::: Brano da leggere

Si può partire da quello figurato di disordinare o, meglio ancora, travisare. Quest’ultima azione, che sta alla base del nostro processo creativo, si manifesta nello sforzo di mettere insieme ragionamenti e saperi diversi innescando connessioni trasversali che si originano dalla messa in discussione di uno o più elementi nella logica del ragionamento. Allenarsi a vedere la realtà sempre da punti di vista diversi per trovare la soluzione corretta è il modo di attivare il processo creativo attraverso la contaminazione del sapere, attingendo energie dalla discussione ed elaborazione di conoscenze diverse dalla nostra disciplina. I nuovi strumenti permettono, anche agli architetti, di lavorare in gruppo anche a distanza, spesso abitando in città o addirittura nazioni diverse. Ciò consente un ampliamento enorme delle possibilità connesse all’ibridazione culturale, riuscendo a progettare tenendo insieme formazioni e ambiti sociali assai differenti, dando spazio a chi sta svolgendo ricerche in settori contigui e ampliando su elementi che stimolino l’avvio del progetto. Varie discipline approfittano di questa contaminazione, ad esempio nella scuola, dove il coinvolgimento già nelle prime fasi del progetto di soggetti quali pedagogisti o enti culturali che mettono in relazione nuove modalità di insegnamento con i riflessi positivi che lo spazio attiva sugli studenti, porta alla realizzazione di progetti complessi, articolati, funzionali e spazialmente innovativi.
Esiste anche il significato etimologico dal latino manumittĕre, ovvero «affrancare (uno schiavo), mandar(lo) libero (mittĕre) dalla potestà (manus) del padrone». Questa idea di liberazione fisica o mentale che contiene il termine mano come veicolo di sintesi del potere o dell’azione, potrebbe far riflettere sulla possibilità che abbiamo, oggi più che mai, di portare temi nuovi che consentano di porre in essere questa liberazione in termini di leggerezza e rapidità d’azione, piuttosto che di allargamento della competenza e capacità ragionamento, senza perdere di vista il ruolo dell’azione manuale che per noi si concretizza sia nel disegno che nella costruzione. Proprio il disegno come modo di ragionare e strumento di elaborazione e messa a punto delle idee è messo ogni giorno in crisi dall’evoluzione dei software a esso dedicati che, in modo sempre più sofisticato e facile all’uso, portano alla compressione dei tempi della rappresentazione lasciandoci, in teoria, assai più tempo per pensare. Potremo domandarci quale sarà il retroterra culturale di questo futuro architetto per cercare di capire, magari con attività da sviluppare insieme alla Facoltà di Architettura, come meglio indirizzare la crescita, non solo dei giovani architetti ma anche di chi sceglierà la nostra città per costruire la parte iniziale della propria formazione.

::::::

Nel brano sul processo creativo in architettura, quali caratteristiche vengono attribuite ai progetti realizzati nella scuola grazie al coinvolgimento di pedagogisti ed enti culturali? Elencale tutte.

::: Estratti delle voci

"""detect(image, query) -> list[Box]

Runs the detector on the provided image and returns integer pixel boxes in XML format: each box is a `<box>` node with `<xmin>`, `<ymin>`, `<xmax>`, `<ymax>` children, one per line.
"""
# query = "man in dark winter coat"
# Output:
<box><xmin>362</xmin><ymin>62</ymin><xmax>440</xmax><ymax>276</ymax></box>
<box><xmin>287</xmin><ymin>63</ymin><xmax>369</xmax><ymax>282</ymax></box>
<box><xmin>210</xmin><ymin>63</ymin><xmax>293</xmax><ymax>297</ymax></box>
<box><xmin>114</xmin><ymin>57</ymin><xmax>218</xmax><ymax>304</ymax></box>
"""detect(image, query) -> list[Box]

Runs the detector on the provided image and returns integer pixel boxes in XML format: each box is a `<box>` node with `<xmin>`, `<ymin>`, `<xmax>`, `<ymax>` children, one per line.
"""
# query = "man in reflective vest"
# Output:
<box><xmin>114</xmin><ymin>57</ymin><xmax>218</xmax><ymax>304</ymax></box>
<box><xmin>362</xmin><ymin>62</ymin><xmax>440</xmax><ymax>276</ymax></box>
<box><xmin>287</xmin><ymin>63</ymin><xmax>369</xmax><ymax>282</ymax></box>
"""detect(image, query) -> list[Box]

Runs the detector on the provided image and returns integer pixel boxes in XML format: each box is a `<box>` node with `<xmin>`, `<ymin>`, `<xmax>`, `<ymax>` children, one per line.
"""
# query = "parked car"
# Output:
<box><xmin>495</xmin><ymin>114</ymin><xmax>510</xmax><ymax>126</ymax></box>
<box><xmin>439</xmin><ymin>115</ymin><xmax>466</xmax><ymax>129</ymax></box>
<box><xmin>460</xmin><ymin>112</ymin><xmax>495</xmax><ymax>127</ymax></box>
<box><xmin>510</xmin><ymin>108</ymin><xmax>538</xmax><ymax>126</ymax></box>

::::::

▸ **Risposta al compito**:
I progetti sono descritti come:
- complessi
- articolati
- funzionali
- spazialmente innovativi